> [EXERCISE PROMPT]
Check every line below for the word "fork" and copy the ones that have it.

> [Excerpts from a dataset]
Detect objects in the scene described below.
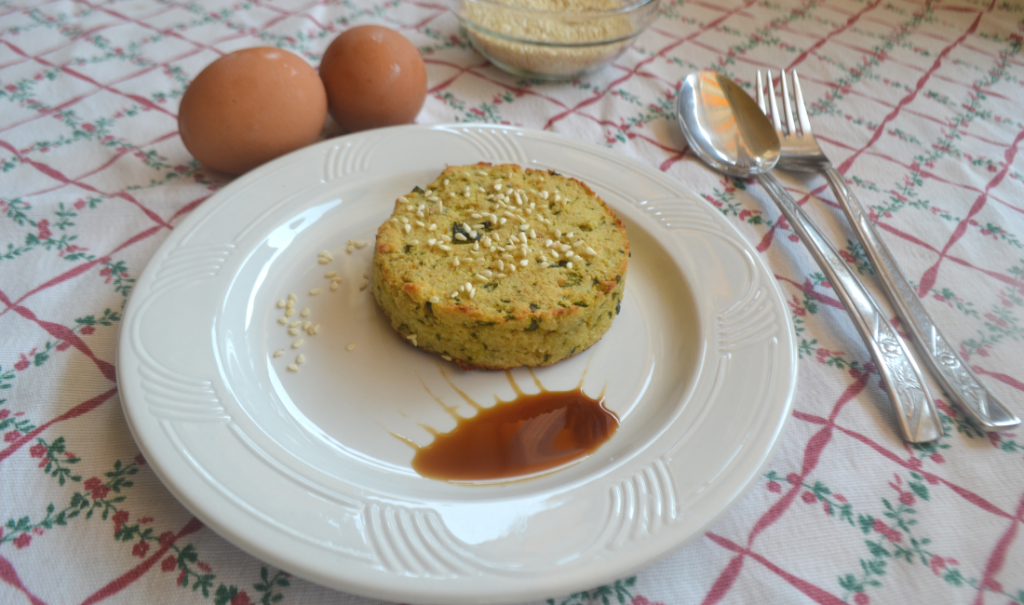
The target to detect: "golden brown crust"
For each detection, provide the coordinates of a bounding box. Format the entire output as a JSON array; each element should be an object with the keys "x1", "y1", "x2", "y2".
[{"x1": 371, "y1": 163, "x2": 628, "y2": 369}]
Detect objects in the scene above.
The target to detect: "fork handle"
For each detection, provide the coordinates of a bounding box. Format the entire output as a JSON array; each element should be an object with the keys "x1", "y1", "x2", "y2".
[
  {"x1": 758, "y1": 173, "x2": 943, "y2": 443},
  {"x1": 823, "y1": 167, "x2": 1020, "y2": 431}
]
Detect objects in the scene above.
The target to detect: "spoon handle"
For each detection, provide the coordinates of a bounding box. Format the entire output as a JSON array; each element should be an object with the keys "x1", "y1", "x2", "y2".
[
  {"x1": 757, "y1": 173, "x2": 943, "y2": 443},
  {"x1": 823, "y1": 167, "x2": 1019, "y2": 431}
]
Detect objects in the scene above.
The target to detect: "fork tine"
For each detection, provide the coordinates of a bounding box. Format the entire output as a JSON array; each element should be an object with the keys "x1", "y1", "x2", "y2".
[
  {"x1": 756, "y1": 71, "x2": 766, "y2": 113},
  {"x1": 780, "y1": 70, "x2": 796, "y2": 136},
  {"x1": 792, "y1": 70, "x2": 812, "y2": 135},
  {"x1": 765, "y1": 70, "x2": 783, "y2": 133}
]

...

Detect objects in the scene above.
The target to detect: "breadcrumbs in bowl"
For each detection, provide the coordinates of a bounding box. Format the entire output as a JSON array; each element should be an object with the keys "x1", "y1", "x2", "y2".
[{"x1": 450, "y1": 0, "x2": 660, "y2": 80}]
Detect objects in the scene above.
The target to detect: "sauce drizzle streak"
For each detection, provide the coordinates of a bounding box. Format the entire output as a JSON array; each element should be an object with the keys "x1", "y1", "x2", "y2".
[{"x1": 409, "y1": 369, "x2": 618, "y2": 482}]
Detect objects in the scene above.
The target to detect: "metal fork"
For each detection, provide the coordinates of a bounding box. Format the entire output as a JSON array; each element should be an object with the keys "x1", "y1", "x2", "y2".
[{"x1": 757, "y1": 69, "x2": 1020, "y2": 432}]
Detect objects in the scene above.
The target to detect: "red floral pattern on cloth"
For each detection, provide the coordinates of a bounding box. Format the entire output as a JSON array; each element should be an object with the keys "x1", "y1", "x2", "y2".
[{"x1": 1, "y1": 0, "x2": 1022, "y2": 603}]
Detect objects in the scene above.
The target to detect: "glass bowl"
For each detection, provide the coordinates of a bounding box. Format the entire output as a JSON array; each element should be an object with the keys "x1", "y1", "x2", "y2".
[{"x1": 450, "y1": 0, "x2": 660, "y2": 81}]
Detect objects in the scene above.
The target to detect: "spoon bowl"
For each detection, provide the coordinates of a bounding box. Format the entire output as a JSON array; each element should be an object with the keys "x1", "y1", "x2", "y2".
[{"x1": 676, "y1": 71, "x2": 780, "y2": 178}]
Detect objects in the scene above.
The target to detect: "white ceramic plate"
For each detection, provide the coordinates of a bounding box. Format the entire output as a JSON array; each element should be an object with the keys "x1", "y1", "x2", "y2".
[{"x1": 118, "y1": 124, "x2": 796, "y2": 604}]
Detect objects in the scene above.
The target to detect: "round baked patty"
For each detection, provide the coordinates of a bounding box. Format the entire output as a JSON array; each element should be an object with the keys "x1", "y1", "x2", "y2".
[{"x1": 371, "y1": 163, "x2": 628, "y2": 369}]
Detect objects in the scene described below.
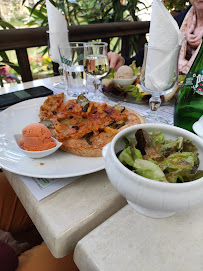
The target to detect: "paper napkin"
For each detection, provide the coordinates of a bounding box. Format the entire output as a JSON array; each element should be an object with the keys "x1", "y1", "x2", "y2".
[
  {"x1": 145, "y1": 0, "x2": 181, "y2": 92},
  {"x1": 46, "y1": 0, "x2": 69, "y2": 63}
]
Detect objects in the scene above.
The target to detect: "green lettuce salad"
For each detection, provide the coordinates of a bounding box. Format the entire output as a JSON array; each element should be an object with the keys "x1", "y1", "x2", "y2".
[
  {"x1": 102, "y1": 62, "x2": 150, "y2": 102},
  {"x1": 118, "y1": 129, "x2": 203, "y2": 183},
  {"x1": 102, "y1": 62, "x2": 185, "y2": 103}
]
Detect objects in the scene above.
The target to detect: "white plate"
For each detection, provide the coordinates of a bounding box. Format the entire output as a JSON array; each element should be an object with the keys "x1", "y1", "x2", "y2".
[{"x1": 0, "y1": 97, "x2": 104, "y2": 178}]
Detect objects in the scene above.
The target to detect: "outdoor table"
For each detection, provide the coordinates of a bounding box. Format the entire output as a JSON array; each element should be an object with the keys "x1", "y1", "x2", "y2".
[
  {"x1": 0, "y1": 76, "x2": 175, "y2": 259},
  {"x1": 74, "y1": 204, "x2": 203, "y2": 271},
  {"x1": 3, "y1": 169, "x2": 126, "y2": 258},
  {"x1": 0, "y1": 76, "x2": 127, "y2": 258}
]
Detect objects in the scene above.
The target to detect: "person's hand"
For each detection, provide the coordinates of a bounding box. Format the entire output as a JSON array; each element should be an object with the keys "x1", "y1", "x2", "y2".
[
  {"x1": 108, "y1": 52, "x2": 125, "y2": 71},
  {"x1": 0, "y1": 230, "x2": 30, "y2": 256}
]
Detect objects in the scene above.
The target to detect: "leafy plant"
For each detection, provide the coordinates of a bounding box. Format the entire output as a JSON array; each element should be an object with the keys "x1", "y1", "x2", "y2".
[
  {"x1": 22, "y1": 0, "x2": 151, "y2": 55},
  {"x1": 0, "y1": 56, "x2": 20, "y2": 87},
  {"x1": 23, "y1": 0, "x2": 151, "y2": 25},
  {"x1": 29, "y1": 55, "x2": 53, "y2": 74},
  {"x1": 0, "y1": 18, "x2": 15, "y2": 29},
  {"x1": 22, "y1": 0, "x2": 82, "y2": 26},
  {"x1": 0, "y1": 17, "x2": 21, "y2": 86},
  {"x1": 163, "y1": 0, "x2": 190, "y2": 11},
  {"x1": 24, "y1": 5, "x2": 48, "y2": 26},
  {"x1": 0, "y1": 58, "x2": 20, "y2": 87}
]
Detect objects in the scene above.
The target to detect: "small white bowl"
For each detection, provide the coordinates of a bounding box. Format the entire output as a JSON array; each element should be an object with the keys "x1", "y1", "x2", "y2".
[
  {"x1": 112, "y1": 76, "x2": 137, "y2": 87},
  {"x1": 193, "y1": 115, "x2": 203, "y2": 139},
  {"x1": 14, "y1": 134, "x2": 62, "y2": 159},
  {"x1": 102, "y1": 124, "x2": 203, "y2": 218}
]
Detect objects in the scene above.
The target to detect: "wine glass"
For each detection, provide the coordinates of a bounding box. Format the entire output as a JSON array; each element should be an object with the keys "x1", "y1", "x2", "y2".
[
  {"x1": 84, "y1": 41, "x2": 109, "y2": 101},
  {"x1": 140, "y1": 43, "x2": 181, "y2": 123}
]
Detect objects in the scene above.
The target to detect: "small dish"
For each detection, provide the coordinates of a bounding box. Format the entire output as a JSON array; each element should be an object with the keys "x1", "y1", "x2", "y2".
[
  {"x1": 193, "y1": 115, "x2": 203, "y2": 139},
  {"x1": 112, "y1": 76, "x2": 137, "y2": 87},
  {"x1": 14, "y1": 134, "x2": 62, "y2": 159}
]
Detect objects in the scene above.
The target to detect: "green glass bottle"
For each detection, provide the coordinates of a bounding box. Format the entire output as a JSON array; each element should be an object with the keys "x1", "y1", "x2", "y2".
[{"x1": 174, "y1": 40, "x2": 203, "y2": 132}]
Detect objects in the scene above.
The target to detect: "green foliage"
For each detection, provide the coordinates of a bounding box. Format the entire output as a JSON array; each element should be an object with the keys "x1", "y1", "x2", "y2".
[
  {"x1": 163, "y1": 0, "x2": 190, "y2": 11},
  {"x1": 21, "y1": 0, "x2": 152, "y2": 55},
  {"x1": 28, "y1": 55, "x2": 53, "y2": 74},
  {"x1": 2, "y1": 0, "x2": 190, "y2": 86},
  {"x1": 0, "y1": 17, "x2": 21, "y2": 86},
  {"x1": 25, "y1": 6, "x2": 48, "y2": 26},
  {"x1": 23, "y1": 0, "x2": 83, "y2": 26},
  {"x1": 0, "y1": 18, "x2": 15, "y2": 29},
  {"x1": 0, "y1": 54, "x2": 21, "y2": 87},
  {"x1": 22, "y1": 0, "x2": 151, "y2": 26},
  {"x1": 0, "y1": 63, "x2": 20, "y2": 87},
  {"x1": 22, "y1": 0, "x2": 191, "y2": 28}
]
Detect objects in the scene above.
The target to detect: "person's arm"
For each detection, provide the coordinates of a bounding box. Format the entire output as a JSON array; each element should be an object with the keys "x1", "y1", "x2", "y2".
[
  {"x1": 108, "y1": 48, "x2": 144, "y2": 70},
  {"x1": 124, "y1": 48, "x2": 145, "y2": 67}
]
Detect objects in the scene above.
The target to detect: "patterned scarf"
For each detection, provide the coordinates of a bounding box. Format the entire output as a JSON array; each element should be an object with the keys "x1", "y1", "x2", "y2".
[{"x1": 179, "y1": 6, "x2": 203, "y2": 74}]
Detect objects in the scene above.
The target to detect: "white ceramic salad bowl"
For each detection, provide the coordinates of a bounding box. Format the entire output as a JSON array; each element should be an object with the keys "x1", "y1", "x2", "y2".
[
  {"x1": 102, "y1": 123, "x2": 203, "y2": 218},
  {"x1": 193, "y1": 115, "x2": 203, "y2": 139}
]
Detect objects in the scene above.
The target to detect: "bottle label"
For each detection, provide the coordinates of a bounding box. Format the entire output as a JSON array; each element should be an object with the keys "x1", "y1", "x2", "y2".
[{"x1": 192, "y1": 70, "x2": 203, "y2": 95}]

...

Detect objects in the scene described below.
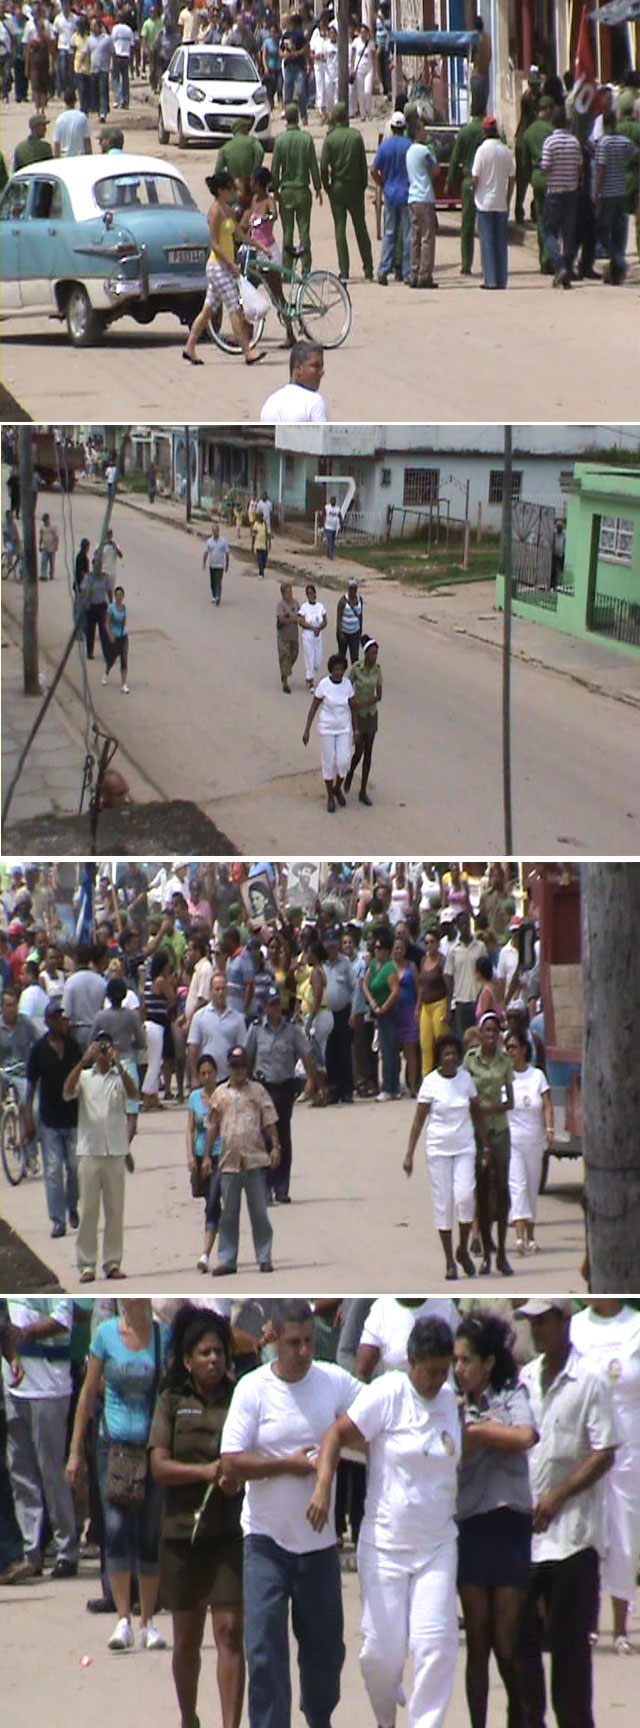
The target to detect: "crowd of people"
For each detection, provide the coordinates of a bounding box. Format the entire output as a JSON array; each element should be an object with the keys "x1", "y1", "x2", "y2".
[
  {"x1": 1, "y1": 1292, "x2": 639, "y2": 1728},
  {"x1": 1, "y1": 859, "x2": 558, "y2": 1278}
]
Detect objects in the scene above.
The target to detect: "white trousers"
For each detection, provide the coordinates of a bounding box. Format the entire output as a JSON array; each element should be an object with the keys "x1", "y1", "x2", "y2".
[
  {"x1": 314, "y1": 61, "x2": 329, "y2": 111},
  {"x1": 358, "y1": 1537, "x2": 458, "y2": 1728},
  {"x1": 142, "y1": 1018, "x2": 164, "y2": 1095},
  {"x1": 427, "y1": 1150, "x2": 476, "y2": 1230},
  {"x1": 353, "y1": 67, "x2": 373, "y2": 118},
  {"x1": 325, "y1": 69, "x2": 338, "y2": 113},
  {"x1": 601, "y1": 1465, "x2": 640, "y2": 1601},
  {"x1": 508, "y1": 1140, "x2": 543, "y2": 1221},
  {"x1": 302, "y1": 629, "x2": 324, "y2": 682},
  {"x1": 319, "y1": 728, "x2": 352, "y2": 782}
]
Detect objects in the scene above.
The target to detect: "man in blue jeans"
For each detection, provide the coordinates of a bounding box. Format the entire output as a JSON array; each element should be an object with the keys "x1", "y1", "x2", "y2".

> [RESULT FOR THIS EXERCISE]
The target to detect: "fork handle"
The target to detect: "fork tine"
The target to detect: "metal fork"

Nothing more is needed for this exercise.